TASK 1:
Rewrite the entries between the line holding "elephant ear, and" and the line holding "<point>169,153</point>", inclusive, replacing "elephant ear" with "elephant tusk" and keeping everything else the same.

PAGE EXTRACT:
******

December 22, 2014 • Issue 14:12:02

Merchant life cycle marketing in acquiring

By Marc Abbey
First Annapolis Consulting

Consistently, First Annapolis research has revealed that the average small merchant is called on or contacted by ISOs and acquirers more than two times a week, and it is a safe assumption that few, if any, of these acquirers are proposing higher pricing than the merchant's incumbent acquirer.

Yet only on the order of 26 percent of merchants attrite in a given year, and much of that is through business failure. Even if an ISO or acquirer is objectively uncompetitive in every aspect of its offering, an attrition rate of 30 percent to 35 percent would be a pretty bad outcome (as opposed to 100 percent attrition in other industries). Why does the merchant market work this way?

When are merchants most receptive?

We at First Annapolis believe that the single best explanatory factor for this attrition profile (and really the single best model for merchant buying behavior) is a merchant life cycle model.

Our belief is that, in general and over a large number of instances, merchants are most receptive to an acquiring pitch at key moments in their life cycles: when they start up, when they hire a professional finance manager, when they implement a new POS system, etc. Lead sources and sales channels have advantages and disadvantages as they relate to a merchants' life cycle.

******

RECORDS SUPPLIED:
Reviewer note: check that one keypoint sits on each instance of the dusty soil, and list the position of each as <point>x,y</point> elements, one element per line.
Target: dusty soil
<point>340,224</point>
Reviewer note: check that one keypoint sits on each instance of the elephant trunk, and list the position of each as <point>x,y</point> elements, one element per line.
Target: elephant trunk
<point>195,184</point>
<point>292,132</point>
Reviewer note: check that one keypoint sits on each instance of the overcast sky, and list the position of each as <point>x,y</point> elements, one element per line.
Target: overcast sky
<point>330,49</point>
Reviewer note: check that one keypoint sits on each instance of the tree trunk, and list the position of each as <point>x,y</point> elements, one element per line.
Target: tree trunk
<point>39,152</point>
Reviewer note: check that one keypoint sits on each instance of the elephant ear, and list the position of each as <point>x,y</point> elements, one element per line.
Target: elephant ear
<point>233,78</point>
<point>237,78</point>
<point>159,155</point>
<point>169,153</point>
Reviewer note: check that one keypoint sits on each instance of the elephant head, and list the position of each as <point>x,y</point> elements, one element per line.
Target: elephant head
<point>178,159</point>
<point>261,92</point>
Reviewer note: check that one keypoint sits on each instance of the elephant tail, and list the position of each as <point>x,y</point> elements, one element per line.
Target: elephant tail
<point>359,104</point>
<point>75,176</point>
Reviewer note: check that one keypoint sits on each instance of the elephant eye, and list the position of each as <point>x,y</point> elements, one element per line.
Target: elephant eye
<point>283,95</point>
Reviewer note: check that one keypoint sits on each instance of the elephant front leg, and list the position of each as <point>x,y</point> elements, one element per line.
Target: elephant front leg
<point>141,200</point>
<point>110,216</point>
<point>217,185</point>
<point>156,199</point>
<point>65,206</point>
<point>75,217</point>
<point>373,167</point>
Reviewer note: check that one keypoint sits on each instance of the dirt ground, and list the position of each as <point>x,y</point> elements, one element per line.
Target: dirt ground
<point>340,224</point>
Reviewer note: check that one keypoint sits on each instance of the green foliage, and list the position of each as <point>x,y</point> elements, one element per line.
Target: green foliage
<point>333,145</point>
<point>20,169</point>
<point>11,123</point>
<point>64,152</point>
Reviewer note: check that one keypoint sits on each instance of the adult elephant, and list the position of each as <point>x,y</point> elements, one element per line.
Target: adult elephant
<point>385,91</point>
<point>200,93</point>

******

TASK 2:
In the article on merchant life cycle marketing, how often is the average small merchant called on or contacted by ISOs and acquirers?

FINAL ANSWER 1:
Reviewer note: check that one keypoint sits on each instance of the elephant tusk, and list the position of each as <point>x,y</point> elements, one element per line.
Target: elephant tusk
<point>233,78</point>
<point>237,78</point>
<point>159,155</point>
<point>169,153</point>

FINAL ANSWER 2:
More than two times a week.